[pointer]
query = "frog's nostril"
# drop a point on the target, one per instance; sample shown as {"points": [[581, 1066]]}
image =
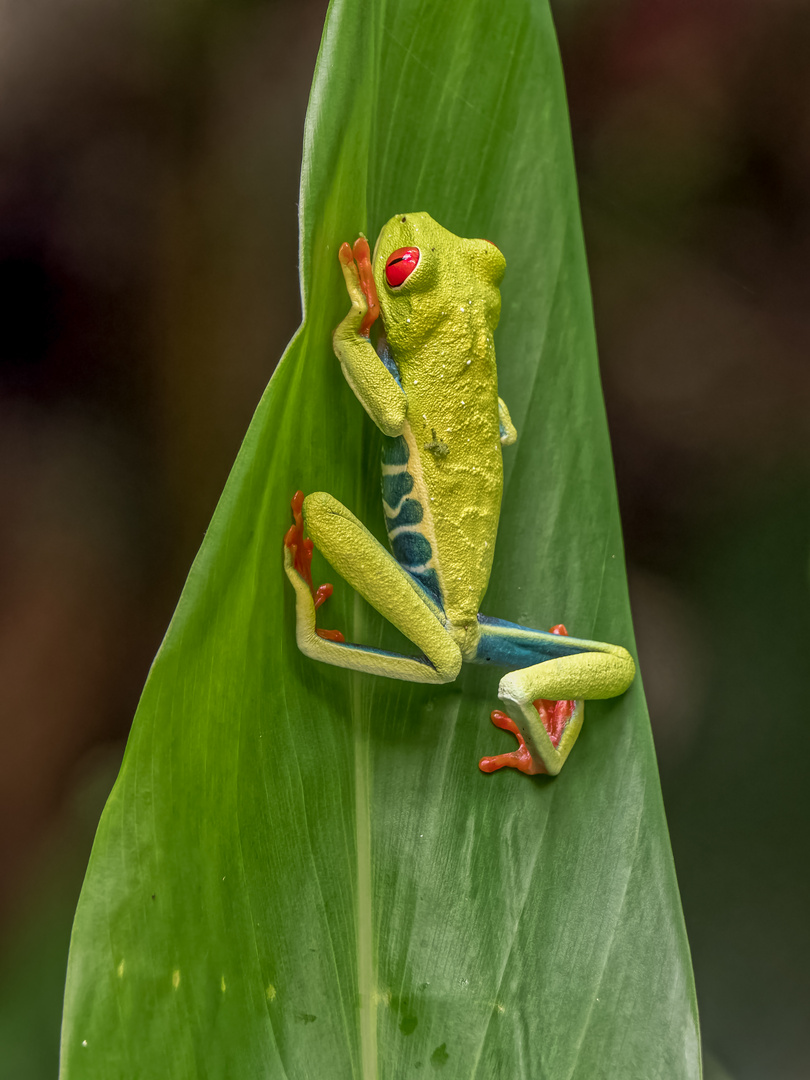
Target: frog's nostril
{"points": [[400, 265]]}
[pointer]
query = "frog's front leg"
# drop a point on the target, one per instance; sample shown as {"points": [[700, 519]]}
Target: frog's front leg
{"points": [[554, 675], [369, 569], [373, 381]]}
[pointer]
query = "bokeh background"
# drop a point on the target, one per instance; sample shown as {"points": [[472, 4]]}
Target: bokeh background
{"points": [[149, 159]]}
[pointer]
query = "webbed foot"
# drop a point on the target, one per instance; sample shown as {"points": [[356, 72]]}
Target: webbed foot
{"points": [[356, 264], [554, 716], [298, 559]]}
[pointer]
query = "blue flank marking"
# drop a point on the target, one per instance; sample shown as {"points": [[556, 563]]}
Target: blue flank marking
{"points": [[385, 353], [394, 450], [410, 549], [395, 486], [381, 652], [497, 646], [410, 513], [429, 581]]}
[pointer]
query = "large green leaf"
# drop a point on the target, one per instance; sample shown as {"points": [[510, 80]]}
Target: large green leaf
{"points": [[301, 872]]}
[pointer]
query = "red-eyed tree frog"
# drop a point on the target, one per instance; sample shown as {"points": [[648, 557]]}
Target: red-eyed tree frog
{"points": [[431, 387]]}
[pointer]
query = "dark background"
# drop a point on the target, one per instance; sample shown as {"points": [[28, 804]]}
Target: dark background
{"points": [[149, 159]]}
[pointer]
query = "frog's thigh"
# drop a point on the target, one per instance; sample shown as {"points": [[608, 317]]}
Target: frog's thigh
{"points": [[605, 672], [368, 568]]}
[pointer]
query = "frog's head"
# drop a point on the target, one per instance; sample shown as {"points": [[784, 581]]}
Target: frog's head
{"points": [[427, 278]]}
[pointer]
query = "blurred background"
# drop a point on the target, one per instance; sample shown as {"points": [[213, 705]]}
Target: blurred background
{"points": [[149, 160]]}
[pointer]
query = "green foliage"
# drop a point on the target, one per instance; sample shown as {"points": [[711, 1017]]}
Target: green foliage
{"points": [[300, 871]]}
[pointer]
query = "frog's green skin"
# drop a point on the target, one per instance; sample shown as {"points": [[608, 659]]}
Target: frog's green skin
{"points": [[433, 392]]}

+--

Extract each line of the data above that contains the word "nostril".

query = "frog's nostril"
Target: frog's nostril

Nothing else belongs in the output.